They say fiction can get at deeper truths by making stuff up. In that way, this adaptation of a fictionalized biography of Marilyn Monroe, written by a titan of American letters who never met her, in turn pastiched into an exploitation movie by an Australian director and starring a Cuban actress, conveyed what it is about Marilyn Monroe that so captivates better than anything I’ve seen or read about her before, even after an adolescence spent listening to Glenn Danzig bellow about her, the date of her disputed death forever singed into my memory.
So who is Marilyn Monroe? Partly it seems she’s our Mona Lisa, a fascinating mix of sexually attainable and mentally inscrutable (Mona Lisa herself being a prostitute or a “promiscuous courtesan,” depending on your rumor). As always, Dominik delights in torturing his lead character, first as the child of a mentally unstable mother (played by the fabulous Julianne Nicholson) and the abandoned daughter of an absent father; later as the plaything of various powerful men. Always with the tension of whether Marilyn is exploiting the public or the public is exploiting her.
Norma Jean Baker always maintains a distance from Marilyn Monroe, a creation meant to give 1950s America exactly what they wanted: a gorgeous, glamorous sexpot who always looked fabulous, who smiled and blew kisses while being objectified by any and all. That she would eventually be subsumed by her own canny creation isn’t a unique phenomenon (and was Marilyn really Norma Jean’s creation, or one that clever agents foisted upon on her?). Irony poisoning, we’d probably call it today. Agency is always the central question. Was Marilyn trolling America by giving us this parody of sexuality, or were we destroying her by devouring it?
In Blonde, there’s not only the blurring of Norma Jean and Marilyn, but also the fracturing of the Marilyn persona itself, splintered by attempting to cater to 1950s America’s fucked up and inherently contradictory sexuality — simultaneously desiring an always-available sex doll and an unattainable chaste glamor goddess in one. The Madonna-Whore complex, if you will. I think a few people may have written about that. The men who attempt to take Marilyn for their own (almost always Marilyn, it becomes impossible to see Norma Jean once Marilyn becomes a superstar) essentially become the old Groucho Marx bit — “I refuse to join any club that would have me as a member.”
The central difficulty is that Marilyn was such a cliché in her own time (certainly by design, whether Norma Jean’s or some svengali’s) that it’s virtually impossible to get at the root of the person without resorting to metaphor. Norma Jean invented (or maybe just accepted!) a pin-up persona with an intentionally cheesy name. When a man points out how corny the name “Marilyn Monroe” is, she points out that she’s Norma Jean, “Marilyn” is just a creation. Which in turn raises the obvious but unspoken question: which one of them is the sucker?

*DATASET EXTRACT*
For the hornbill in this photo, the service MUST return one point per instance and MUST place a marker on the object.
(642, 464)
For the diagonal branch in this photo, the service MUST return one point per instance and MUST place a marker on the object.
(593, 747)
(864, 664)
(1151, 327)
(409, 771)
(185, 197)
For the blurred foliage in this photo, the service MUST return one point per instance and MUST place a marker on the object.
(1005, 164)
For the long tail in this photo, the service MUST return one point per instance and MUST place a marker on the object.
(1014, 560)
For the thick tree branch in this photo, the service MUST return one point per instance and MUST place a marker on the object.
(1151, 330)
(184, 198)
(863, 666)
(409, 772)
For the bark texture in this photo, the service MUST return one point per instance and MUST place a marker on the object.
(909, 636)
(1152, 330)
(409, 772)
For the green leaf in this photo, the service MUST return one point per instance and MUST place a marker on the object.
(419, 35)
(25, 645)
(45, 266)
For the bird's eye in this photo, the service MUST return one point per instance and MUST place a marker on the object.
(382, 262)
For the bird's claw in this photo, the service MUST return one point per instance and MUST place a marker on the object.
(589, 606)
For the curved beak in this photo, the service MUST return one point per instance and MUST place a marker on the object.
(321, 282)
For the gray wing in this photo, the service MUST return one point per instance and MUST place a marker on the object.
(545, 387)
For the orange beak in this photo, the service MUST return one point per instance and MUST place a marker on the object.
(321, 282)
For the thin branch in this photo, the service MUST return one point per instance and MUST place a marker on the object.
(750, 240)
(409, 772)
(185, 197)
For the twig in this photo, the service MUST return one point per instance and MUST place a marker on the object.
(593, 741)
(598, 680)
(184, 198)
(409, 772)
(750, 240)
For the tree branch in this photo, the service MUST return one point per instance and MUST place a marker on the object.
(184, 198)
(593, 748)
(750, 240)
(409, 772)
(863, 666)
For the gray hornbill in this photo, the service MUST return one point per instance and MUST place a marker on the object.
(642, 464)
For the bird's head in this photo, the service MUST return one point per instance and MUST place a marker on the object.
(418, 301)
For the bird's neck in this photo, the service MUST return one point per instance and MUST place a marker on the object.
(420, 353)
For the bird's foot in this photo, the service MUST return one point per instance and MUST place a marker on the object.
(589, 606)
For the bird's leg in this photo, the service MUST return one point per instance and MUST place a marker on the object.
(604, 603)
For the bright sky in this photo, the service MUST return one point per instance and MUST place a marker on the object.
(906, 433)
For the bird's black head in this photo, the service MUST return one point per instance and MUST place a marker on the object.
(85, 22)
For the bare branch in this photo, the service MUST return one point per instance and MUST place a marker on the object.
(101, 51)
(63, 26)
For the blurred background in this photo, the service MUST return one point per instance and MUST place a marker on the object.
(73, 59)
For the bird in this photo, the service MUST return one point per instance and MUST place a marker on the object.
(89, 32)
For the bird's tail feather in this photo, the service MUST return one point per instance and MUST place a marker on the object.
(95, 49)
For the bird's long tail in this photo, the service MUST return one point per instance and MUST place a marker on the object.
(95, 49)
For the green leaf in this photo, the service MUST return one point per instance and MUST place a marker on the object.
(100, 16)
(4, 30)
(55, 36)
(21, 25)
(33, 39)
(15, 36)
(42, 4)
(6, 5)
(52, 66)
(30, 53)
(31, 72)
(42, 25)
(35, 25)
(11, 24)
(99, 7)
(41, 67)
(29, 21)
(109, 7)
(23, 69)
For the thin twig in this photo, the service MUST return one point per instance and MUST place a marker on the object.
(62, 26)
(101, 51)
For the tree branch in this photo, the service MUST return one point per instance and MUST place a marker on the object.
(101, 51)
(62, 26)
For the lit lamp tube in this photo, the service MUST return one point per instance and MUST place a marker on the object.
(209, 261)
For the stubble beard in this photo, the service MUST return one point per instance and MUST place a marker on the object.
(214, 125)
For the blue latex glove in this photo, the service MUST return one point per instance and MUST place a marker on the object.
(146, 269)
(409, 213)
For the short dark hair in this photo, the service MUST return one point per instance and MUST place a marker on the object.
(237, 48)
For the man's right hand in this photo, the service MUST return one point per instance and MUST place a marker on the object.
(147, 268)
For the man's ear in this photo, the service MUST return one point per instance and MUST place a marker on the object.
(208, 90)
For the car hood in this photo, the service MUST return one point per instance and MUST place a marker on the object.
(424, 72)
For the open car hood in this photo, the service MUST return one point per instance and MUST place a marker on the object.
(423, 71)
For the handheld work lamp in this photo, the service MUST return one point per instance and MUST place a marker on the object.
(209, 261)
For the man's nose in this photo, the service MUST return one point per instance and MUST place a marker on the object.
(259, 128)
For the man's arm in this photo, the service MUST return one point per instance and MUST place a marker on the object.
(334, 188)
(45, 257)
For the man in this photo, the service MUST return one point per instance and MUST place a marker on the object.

*AIM OF THE TASK*
In the Blonde review, who plays Marilyn's mentally unstable mother? Please answer with the actor's name.

*THE SOLUTION*
Julianne Nicholson